### What is being asked
Here are the records. Write out exactly the lines between the one holding "phrase -- red tile roof" and the one holding "phrase -- metal railing", inclusive.

### Excerpted data
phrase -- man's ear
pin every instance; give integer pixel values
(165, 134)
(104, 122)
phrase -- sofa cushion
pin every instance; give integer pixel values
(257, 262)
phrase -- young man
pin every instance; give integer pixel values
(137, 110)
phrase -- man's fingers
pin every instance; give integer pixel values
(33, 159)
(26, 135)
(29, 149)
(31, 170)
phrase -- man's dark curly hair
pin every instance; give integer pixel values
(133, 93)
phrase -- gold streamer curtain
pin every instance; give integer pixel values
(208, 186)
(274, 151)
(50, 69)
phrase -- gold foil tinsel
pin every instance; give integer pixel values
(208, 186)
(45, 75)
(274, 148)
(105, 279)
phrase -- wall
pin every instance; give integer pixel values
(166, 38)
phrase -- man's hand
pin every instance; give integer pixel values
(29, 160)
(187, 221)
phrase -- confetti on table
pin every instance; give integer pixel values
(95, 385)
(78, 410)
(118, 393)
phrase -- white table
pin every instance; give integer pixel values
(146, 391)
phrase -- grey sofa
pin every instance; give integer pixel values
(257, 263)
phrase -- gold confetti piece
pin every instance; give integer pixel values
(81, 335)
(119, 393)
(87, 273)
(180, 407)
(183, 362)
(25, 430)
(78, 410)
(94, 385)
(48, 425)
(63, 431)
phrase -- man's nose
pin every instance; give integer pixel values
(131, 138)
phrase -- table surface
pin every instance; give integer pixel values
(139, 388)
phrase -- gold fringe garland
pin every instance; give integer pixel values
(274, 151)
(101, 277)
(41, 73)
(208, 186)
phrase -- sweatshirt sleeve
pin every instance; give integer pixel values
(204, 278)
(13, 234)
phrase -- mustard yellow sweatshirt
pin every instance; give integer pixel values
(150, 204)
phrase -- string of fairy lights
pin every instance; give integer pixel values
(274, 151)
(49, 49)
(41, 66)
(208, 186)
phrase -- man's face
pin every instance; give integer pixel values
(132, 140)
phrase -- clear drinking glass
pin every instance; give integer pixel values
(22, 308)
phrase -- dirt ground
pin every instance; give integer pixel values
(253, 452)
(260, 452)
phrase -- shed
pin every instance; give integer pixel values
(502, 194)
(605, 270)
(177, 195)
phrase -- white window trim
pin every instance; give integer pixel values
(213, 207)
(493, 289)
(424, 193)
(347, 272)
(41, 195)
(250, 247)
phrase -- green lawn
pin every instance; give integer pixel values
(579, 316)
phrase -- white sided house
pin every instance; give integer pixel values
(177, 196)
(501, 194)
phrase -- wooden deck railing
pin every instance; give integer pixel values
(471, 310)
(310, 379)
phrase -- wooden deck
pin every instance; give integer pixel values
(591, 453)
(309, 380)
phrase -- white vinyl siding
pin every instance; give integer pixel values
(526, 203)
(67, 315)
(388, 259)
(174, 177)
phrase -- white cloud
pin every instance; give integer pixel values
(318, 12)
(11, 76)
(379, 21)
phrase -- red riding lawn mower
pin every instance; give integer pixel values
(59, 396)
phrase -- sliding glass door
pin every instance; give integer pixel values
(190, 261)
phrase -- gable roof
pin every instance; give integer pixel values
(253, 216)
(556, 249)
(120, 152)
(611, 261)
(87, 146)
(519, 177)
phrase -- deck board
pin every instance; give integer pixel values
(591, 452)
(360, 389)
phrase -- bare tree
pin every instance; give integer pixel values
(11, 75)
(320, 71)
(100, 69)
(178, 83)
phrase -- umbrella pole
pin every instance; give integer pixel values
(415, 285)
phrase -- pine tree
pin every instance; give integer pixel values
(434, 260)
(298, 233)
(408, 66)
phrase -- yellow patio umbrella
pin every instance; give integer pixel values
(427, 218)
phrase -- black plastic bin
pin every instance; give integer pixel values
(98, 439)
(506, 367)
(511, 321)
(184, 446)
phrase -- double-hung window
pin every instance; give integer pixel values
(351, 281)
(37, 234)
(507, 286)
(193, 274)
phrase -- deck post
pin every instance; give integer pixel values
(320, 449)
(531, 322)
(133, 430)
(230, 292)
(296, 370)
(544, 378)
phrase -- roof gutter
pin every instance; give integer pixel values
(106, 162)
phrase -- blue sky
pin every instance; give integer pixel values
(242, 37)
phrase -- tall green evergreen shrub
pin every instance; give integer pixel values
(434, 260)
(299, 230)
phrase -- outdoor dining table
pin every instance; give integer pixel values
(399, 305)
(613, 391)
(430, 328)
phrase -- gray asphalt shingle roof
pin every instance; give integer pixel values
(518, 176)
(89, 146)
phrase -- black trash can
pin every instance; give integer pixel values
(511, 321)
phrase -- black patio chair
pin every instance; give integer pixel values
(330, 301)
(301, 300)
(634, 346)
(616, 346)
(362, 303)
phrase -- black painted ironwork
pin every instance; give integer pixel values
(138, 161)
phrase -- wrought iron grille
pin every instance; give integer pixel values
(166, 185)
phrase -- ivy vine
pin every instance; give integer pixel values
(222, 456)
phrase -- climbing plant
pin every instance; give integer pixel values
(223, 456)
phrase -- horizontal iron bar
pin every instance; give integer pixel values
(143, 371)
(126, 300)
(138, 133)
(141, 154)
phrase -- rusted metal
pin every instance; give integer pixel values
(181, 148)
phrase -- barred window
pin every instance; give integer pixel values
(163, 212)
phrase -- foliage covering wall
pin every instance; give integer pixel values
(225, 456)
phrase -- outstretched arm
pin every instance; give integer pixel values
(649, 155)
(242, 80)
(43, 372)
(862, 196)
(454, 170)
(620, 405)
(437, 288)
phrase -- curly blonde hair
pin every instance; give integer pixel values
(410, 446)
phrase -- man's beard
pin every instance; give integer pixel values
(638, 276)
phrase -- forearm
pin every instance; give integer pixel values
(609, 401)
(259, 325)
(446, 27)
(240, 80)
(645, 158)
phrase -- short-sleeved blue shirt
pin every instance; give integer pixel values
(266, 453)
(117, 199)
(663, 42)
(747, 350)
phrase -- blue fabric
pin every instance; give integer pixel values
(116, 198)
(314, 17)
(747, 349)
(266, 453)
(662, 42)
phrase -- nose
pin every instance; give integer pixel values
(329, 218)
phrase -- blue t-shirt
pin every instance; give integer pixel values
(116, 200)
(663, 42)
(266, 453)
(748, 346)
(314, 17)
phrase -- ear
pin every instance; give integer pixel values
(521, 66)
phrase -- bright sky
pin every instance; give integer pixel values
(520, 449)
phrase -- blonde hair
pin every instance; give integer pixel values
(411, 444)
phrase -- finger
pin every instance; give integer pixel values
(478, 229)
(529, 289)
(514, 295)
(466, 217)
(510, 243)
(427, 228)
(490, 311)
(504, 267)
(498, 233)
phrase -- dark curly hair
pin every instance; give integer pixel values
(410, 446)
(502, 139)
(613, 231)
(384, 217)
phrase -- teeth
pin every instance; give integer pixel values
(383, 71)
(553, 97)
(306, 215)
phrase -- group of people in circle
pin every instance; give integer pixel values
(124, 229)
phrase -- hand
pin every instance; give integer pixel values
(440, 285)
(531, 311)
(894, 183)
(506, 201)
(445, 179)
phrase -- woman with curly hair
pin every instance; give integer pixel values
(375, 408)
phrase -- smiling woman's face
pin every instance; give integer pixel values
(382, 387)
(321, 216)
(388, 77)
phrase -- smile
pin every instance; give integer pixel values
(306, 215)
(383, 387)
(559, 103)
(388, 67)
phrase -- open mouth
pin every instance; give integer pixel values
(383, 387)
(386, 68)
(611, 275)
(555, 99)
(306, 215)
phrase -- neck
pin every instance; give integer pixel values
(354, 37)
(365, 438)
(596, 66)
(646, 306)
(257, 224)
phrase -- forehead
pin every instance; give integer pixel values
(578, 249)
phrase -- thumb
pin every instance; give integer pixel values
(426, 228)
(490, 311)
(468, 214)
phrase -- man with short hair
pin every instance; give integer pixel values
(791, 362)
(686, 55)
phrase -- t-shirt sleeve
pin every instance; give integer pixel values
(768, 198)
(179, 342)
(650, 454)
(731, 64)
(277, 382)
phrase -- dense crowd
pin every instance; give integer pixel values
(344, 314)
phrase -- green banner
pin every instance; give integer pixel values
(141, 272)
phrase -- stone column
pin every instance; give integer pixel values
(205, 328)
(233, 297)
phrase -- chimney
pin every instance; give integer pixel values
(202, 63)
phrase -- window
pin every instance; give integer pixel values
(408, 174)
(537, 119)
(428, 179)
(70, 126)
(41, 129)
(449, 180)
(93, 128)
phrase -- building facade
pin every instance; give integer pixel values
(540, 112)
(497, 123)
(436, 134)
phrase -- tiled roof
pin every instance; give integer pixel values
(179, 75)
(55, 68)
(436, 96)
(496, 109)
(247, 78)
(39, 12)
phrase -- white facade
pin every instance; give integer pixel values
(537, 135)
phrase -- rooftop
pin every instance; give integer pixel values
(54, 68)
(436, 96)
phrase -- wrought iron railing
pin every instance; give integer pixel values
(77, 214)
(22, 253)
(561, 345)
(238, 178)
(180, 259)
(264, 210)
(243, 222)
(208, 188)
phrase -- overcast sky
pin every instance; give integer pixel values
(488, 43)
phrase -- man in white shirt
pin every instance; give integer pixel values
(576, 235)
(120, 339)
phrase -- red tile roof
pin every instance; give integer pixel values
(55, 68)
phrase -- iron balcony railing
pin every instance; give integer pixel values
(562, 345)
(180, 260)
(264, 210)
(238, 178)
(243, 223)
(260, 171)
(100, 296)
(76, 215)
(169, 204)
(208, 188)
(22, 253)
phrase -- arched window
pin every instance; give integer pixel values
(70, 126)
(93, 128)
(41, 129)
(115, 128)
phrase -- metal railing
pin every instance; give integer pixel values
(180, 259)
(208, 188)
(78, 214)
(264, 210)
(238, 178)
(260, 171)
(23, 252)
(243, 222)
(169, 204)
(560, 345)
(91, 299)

### Answer space
phrase -- red tile roof
pin every instance; give integer pixel values
(55, 68)
phrase -- iron balcony railing
pin every instance; give integer pixel values
(562, 345)
(180, 260)
(264, 210)
(238, 178)
(243, 223)
(260, 171)
(100, 296)
(76, 215)
(169, 204)
(208, 188)
(22, 253)
phrase -- arched window
pin every instance; give integer pixel values
(70, 126)
(93, 128)
(41, 129)
(115, 128)
phrase -- metal railing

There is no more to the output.